* Goal:
Transcribe the tail of the listing: start at the line containing "the black tactical" and stop after the last line, keeping every character as is and adding nothing.

* Task input:
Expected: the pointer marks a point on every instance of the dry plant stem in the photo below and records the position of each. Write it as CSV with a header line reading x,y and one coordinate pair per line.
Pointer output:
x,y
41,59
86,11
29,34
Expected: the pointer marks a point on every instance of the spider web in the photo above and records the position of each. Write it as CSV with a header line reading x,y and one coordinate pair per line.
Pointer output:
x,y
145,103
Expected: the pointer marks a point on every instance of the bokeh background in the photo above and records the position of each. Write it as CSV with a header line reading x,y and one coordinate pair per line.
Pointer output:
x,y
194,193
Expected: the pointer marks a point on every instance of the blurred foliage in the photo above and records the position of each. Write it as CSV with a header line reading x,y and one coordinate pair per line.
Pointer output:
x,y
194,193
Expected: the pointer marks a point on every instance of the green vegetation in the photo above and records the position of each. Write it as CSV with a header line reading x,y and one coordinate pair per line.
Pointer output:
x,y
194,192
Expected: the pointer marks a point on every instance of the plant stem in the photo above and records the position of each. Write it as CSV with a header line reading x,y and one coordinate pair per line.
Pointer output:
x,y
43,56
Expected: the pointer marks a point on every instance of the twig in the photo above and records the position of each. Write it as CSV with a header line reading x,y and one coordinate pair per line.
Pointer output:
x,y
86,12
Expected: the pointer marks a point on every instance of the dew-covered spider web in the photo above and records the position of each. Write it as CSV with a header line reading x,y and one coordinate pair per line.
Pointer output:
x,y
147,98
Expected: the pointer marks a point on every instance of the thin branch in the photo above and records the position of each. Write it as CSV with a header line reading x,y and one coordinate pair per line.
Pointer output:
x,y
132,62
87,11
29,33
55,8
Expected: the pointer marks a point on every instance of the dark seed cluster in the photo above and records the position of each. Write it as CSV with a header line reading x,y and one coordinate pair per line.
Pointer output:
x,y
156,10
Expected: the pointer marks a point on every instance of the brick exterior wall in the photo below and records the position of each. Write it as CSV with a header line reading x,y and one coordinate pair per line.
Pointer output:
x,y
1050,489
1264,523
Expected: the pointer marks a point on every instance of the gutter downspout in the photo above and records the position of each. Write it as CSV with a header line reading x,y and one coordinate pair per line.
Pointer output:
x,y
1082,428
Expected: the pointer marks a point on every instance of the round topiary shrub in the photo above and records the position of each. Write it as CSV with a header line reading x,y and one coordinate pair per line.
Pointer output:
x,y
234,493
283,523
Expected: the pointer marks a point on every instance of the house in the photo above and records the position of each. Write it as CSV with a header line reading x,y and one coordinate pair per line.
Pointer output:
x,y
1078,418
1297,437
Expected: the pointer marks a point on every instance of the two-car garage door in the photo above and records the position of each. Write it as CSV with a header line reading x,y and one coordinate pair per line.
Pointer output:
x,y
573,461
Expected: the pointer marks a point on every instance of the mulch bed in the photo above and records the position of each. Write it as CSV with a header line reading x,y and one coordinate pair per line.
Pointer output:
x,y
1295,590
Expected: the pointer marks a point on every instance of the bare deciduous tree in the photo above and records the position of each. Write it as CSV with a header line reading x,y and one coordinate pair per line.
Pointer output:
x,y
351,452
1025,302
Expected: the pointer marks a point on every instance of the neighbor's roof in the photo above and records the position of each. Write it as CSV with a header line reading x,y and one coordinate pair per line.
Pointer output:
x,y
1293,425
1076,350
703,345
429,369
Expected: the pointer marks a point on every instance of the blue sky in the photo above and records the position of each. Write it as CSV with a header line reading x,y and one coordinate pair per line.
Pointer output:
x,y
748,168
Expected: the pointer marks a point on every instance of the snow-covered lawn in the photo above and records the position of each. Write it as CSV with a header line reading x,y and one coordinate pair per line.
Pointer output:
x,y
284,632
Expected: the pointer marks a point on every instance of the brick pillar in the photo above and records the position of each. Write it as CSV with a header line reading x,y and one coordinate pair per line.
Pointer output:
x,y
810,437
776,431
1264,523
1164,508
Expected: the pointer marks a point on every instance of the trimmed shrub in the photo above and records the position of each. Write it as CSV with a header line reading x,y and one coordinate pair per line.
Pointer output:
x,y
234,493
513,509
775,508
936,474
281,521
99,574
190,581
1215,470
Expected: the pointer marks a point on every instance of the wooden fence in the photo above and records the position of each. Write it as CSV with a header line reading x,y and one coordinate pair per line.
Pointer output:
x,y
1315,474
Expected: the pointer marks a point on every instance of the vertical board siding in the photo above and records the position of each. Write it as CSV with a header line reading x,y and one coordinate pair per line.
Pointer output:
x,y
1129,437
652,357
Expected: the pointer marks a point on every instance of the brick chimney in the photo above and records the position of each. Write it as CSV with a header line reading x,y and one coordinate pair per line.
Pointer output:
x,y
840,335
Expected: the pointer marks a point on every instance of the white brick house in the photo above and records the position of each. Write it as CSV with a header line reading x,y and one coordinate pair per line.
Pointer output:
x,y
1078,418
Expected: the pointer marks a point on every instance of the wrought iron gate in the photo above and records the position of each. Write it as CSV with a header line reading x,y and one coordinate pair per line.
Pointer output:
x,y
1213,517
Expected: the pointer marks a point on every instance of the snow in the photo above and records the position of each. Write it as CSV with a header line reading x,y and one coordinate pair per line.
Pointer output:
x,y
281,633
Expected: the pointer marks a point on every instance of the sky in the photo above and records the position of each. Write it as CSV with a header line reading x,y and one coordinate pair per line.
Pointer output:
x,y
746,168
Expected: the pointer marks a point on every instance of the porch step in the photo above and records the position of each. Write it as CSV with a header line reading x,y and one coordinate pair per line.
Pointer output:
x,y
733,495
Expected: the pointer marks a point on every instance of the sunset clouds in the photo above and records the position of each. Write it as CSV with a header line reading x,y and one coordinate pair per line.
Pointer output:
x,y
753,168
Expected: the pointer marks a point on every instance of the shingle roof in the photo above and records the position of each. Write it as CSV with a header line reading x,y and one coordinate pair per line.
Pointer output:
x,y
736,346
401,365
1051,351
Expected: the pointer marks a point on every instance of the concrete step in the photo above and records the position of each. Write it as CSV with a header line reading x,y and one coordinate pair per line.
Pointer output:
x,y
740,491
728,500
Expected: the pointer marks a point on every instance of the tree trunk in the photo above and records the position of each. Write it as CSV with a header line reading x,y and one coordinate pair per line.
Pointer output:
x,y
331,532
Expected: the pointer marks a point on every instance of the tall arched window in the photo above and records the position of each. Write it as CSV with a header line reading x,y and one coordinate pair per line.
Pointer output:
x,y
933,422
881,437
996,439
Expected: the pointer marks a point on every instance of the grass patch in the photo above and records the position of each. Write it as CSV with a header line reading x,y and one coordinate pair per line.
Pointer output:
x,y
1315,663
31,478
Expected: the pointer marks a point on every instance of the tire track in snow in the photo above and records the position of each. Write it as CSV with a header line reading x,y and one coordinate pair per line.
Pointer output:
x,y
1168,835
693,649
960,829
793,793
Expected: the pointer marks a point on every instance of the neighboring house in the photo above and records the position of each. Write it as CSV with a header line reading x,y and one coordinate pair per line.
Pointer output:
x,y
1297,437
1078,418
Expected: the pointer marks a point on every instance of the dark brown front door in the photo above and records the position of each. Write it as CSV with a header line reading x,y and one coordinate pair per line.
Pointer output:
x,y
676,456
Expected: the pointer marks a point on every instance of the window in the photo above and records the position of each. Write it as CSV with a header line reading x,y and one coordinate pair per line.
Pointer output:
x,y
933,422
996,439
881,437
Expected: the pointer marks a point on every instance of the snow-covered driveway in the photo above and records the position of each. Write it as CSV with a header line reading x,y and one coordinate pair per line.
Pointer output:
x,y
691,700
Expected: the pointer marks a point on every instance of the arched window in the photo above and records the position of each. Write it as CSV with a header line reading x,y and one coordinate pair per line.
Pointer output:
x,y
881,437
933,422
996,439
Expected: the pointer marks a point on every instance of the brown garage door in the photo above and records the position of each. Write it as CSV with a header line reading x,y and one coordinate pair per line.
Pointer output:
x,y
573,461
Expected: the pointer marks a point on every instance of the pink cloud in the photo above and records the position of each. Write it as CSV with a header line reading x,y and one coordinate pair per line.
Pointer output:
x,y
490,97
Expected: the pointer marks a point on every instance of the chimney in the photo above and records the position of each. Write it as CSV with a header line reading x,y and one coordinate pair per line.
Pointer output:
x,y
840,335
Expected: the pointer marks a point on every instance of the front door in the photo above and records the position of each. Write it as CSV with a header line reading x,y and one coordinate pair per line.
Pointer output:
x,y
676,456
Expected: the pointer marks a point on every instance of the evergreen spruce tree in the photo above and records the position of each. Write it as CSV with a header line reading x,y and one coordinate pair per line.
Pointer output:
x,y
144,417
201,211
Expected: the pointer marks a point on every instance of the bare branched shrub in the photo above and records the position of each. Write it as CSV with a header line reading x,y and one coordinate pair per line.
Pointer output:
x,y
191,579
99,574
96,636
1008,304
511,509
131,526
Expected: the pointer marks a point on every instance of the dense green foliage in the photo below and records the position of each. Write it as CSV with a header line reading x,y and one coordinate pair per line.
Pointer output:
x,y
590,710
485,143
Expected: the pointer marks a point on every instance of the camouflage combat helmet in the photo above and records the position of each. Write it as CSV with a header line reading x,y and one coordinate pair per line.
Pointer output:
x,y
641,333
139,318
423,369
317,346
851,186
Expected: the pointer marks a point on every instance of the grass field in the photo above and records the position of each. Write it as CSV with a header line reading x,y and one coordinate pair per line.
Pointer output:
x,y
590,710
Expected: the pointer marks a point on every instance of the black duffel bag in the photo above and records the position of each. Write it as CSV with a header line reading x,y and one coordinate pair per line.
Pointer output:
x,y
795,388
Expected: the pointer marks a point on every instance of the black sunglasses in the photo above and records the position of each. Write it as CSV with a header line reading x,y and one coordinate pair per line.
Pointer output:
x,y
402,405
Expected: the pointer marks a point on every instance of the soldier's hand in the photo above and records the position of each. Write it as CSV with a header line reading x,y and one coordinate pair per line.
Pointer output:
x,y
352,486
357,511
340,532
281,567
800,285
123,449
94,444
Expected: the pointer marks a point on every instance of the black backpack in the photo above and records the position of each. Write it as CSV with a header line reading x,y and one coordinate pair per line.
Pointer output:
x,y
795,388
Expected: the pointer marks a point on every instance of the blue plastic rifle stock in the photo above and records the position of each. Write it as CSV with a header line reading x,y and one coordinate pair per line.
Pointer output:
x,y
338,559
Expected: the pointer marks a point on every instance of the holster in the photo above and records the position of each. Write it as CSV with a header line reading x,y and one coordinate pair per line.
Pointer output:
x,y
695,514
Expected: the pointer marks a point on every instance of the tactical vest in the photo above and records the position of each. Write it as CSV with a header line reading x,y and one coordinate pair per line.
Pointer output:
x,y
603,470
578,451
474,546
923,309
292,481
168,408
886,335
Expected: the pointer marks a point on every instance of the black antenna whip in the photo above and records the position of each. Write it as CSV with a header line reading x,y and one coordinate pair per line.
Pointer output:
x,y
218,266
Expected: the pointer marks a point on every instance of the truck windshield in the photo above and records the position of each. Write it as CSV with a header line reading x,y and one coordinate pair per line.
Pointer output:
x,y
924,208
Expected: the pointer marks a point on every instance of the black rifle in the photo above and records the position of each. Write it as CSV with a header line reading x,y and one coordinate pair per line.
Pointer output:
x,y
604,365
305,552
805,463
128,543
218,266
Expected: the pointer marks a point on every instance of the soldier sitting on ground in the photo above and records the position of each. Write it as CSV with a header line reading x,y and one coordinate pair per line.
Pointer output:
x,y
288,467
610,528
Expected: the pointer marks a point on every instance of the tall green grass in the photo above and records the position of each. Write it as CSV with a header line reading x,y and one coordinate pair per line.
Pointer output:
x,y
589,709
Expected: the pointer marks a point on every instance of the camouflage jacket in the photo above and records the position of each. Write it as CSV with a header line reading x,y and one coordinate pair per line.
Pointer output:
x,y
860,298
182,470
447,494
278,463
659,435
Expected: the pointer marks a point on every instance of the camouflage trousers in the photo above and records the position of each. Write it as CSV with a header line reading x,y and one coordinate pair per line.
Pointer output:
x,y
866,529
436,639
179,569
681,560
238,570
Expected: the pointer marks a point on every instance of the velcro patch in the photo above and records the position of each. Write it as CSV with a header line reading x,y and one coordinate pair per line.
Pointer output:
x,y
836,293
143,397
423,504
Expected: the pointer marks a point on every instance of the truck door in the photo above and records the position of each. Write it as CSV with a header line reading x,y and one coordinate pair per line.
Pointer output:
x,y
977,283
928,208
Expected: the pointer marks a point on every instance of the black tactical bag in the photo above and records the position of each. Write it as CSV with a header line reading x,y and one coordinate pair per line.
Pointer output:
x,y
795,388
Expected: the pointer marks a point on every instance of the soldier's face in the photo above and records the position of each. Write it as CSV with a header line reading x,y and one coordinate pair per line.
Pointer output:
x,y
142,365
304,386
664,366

* Exercise answer:
Expected: the pointer marks a point on every instance of the black tactical bag in the photo above and records the position of each. Write it as CSV with a header line reading x,y and one coordinate pair per line.
Pointer output:
x,y
795,388
Expected: the pointer marks a point on every instance of the soldier's face in the photo above and records the position of each. Write it as CSV with a header line reading x,y and one coordinate pair per line.
Pointer output:
x,y
142,365
304,386
664,366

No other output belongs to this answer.